* **What you need to do**:
**1.** Do these statements agree with the passage on the drilling controller? For each, answer yes or no and quote the words of the passage that settle it. (a) Controller 170 processes signals from sensors in the drilling assembly 150. (b) Every sensor must rely on controller 170's processor rather than one of its own. (c) Telemetry units 180a and 180b carry communication in one direction only.
**2.** What comes next in the passage on the drilling controller? Write a continuation that starts right after its last sentence.

The controller 170 may be a rugged controller suitable for drilling operations and may have access to programs for maintaining the wellbore pressure at under-balance condition, at at-balance condition or at over-balanced condition. The controller 170 includes one or more processors that process signals from the various sensors in the drilling assembly 150 and also controls their operations. The data provided by these sensors S1-Sn and control signals transmitted by the controller 170 to control downhole devices, such as devices 150 and 160, are communicated by suitable two-way telemetry units 180a and 180b. The controller 170 may be coupled to appropriate memory, programs and peripherals 172 used to access and run the system 100. Also, a separate processor may be used for any sensor or device. Each sensor may also have additional circuitry for its unique operations. The controllers 170 and 190 are used herein in the generic sense for simplicity and ease of understanding and not as a limitation because the use and operation of such controllers is known in the art. The controllers 170 and 190 include one or more microprocessors or micro-controllers for processing signals and data and for performing control functions, solid state memory units for storing programmed instructions, models (which may be interactive models) and data, and other necessary control circuits. The microprocessors control the operations of the various sensors, provide communication among the downhole sensors and provide two-way data and signal communication between the drilling assembly 150, downhole devices such as devices 160 and other devices in the drill string and the surface equipment via the two-way telemetry units 180a and 180b.

* **Provided data**:
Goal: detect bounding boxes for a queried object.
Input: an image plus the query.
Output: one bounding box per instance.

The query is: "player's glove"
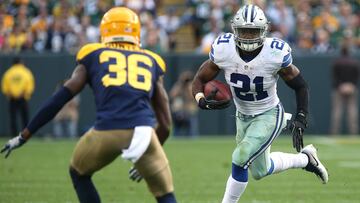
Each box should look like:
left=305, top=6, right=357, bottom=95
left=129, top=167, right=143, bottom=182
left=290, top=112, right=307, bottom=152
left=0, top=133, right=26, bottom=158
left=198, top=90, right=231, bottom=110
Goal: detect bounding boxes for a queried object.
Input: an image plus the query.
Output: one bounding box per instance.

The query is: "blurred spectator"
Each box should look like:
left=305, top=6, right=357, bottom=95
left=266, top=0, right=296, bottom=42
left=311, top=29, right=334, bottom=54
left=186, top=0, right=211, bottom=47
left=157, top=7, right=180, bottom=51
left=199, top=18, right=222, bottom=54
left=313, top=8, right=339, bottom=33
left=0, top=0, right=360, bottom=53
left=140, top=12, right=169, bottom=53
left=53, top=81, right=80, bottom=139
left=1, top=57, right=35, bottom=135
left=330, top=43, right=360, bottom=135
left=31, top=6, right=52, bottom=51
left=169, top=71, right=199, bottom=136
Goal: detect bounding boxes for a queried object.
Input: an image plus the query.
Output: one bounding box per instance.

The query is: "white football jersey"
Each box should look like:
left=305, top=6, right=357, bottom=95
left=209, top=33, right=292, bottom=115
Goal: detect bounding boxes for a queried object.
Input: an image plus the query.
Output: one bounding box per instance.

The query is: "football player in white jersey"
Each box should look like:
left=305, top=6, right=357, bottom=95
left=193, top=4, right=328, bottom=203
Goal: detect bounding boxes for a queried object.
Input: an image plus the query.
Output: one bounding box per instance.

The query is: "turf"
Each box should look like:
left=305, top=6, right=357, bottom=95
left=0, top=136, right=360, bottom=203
* * *
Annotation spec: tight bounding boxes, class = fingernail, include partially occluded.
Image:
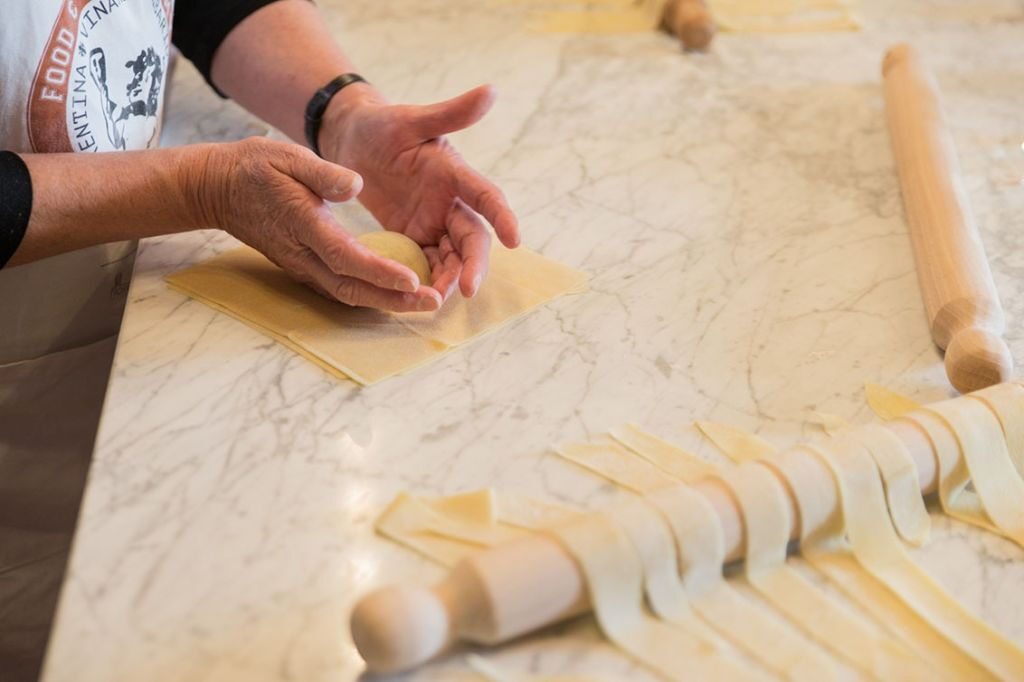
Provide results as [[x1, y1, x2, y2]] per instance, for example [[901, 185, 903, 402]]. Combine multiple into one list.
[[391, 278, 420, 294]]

* **Answers for the tasks**:
**1.**
(a) Yes: "The controller 170 includes one or more processors that process signals from the various sensors in the drilling assembly 150"
(b) No: "Also, a separate processor may be used for any sensor or device."
(c) No: "are communicated by suitable two-way telemetry units 180a and 180b"

**2.**
In aspects, during drilling, the downhole controller 190 may collect, process and transmit data to the surface controller 170, which controller further processes the data and transmits appropriate control signals downhole. Other variations for dividing data processing tasks and generating control signals may also be used. In general, however, during operation, the controller 170 receives information regarding a parameter of interest and adjusts one or more downhole devices and/or fluid circulation device 160 to provide the desired pressure or range of pressure in the vicinity of any zone of interest.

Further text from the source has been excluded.